● Tu objetivo
Pasa a una lista numerada solo las líneas de los registros comprendidas entre la que contiene "window. We're using it for model evaluation." y la que contiene "[23,173,69,188]", ambas incluidas. Omite las líneas en blanco.

○ ○ ○ ○ ○

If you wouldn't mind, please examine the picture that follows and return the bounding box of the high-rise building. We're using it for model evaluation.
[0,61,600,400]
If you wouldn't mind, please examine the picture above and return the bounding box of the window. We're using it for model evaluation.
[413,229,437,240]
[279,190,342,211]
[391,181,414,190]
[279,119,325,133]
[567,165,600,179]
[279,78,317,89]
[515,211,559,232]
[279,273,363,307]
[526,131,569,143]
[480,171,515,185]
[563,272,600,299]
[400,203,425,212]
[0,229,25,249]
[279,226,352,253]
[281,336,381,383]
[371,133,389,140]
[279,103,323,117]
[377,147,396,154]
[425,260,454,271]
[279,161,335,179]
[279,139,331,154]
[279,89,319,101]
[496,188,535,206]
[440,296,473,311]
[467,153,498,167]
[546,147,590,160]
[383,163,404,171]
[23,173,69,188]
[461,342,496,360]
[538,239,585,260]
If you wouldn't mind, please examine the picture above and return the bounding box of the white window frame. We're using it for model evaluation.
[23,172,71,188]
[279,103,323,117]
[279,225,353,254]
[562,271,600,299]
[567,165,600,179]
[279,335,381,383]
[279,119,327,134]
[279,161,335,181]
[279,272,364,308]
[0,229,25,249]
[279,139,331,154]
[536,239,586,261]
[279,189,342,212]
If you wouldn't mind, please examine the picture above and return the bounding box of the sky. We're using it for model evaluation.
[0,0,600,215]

○ ○ ○ ○ ○

● El resultado
1. If you wouldn't mind, please examine the picture above and return the bounding box of the window. We're using it for model evaluation.
2. [413,229,437,240]
3. [279,190,342,211]
4. [391,181,414,190]
5. [279,119,325,133]
6. [567,165,600,179]
7. [279,78,317,89]
8. [515,211,559,232]
9. [279,273,363,307]
10. [526,131,569,143]
11. [480,171,515,185]
12. [563,272,600,299]
13. [400,203,425,212]
14. [0,229,25,249]
15. [279,226,352,253]
16. [281,336,381,383]
17. [371,133,389,140]
18. [279,103,323,117]
19. [377,147,396,154]
20. [425,260,454,271]
21. [279,161,335,179]
22. [279,139,331,154]
23. [279,89,319,101]
24. [496,188,535,206]
25. [440,296,473,311]
26. [467,153,498,167]
27. [546,147,590,160]
28. [383,163,404,171]
29. [23,173,69,188]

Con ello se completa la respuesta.